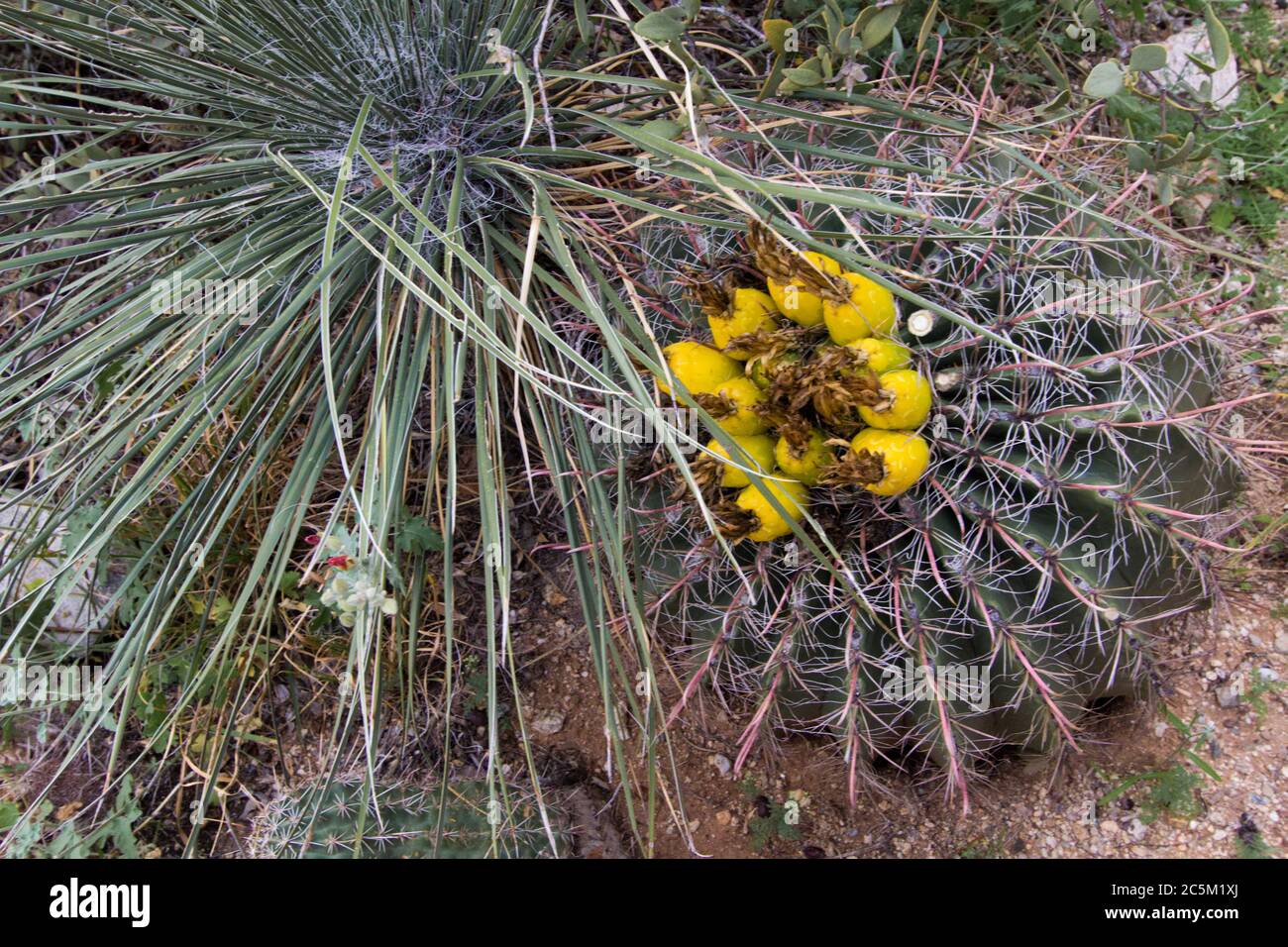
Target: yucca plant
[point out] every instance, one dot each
(312, 300)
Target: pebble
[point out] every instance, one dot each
(549, 723)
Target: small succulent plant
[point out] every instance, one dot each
(353, 586)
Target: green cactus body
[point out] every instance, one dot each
(1061, 519)
(346, 819)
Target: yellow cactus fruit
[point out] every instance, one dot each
(805, 464)
(759, 447)
(905, 457)
(771, 525)
(870, 311)
(906, 401)
(883, 355)
(733, 405)
(698, 368)
(748, 311)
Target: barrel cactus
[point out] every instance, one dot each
(344, 818)
(1076, 464)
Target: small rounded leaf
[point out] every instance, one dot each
(804, 78)
(662, 26)
(1149, 56)
(1104, 80)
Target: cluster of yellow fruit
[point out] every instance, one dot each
(756, 373)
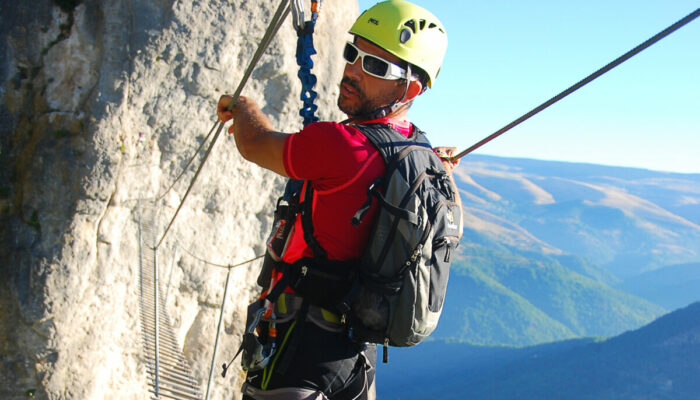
■ ■ ■
Can you rewrite all of the material above as a JSON list of strings, one string per line, leaving out blank lines and the pictures?

_Written solution_:
[
  "Target: yucca plant",
  "[point out] every instance, one dot each",
  "(312, 300)",
  "Target: pebble",
  "[point out] every instance, one dot each",
  "(549, 723)",
  "Target: small succulent plant",
  "[point out] every instance, one dot each",
  "(353, 586)",
  "Target: green cactus body",
  "[point out] every instance, one dot each",
  "(1061, 519)",
  "(346, 819)",
  "Target: yellow cactus fruit",
  "[point out] every instance, one dot each",
  "(805, 464)",
  "(759, 447)",
  "(905, 457)",
  "(771, 525)",
  "(870, 311)",
  "(906, 401)",
  "(883, 355)",
  "(733, 405)",
  "(698, 368)",
  "(748, 311)",
  "Target: barrel cactus",
  "[point out] every instance, one dot each",
  "(344, 818)",
  "(1076, 464)",
  "Target: small rounded leaf",
  "[point out] every instance, one dot each",
  "(804, 78)",
  "(662, 26)",
  "(1149, 56)",
  "(1104, 80)",
  "Target: cluster of yellow fruit",
  "[point out] every instance, one dot each",
  "(756, 373)"
]